The exercise asks you to copy every line below in which "instance" appears.

Stored items:
━━━

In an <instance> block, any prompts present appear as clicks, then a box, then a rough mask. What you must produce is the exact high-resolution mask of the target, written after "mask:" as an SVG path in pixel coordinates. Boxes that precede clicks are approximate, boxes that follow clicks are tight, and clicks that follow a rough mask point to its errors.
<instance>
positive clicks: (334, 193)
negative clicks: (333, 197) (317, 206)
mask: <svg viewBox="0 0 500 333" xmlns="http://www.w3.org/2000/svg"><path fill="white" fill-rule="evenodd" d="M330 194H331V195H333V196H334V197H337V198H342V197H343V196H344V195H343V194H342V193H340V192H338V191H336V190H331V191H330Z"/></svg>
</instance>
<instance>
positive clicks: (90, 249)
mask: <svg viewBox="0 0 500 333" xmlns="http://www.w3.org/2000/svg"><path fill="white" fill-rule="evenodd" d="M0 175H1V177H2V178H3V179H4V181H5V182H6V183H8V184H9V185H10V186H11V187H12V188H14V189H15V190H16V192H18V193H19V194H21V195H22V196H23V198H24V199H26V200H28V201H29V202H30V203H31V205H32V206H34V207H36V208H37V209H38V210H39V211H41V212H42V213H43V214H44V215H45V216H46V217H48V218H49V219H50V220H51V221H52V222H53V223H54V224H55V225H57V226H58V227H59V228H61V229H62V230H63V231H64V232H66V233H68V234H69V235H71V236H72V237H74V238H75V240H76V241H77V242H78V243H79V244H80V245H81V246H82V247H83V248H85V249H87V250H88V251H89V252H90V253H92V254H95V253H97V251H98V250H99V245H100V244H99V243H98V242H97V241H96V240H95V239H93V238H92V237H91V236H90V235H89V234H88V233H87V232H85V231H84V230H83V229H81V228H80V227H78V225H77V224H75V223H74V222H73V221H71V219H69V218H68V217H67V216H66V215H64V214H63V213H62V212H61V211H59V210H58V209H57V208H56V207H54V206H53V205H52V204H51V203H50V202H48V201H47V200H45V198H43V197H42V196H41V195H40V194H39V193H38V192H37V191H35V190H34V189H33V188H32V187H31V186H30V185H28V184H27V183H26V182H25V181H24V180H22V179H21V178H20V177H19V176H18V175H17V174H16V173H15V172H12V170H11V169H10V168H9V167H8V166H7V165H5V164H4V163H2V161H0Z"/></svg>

━━━

§ **Response box**
In an <instance> block, any prompts present appear as clicks, then a box, then a rough mask. What you must produce is the exact high-resolution mask of the target, written after "mask:" as an SVG path in pixel coordinates. Boxes that precede clicks are approximate, boxes that follow clicks are tight, and clicks that follow a rough mask point to its errors.
<instance>
</instance>
<instance>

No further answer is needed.